Provided records >>
———

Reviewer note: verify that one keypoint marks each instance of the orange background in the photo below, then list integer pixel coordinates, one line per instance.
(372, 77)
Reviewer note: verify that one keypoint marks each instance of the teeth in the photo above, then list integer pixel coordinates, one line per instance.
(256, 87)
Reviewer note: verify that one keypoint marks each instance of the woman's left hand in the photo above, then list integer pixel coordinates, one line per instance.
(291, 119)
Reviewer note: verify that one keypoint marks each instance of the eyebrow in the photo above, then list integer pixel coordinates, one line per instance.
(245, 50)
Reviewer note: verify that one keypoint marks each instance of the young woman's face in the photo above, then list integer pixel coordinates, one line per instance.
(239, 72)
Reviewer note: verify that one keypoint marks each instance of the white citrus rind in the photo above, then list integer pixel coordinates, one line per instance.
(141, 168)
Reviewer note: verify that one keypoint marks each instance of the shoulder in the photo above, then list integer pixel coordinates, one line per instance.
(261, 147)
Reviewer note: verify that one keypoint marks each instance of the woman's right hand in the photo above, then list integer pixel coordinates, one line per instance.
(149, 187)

———

What this task involves >> Rewrite every line of the material above, requests included, and scale each pixel coordinate in the answers by a factor of 2.25, rounding the results to whole numbers with halves rounded up.

Correct response >>
Reviewer note: verify that one keypoint marks each instance of the orange background in the photo below, then list integer pixel coordinates, one line per instance.
(837, 173)
Reviewer note: verify that one keypoint marks each instance of the teeth in the photo above, then list integer pixel coordinates, one line per instance.
(576, 196)
Reviewer note: verify that one keypoint marks each instance of the woman's left hand in the photo above, then list integer pixel coordinates, one line per instance.
(655, 268)
Reviewer note: verify that one keypoint marks each instance of the eyebrow in the photo above, then list integer pixel coordinates, one line per instance.
(551, 113)
Reviewer note: verify that one keypoint marks each instance of the young woman's face in the photo above, then list integer pixel coordinates, one line per instance.
(538, 162)
Reviewer note: verify that one keypoint marks each instance of the white citrus rind in the photo above, then list integer pixel coordinates, one line per instance.
(317, 378)
Reviewer note: verify that one keypoint marks each instance of the shoulder in the photo above, then list integer pixel coordinates, one line per instance.
(587, 331)
Reviewer note: verify that one keypoint marks each instance of the woman's right hand in the photo above, then list integer pixel coordinates, one line per instance.
(335, 421)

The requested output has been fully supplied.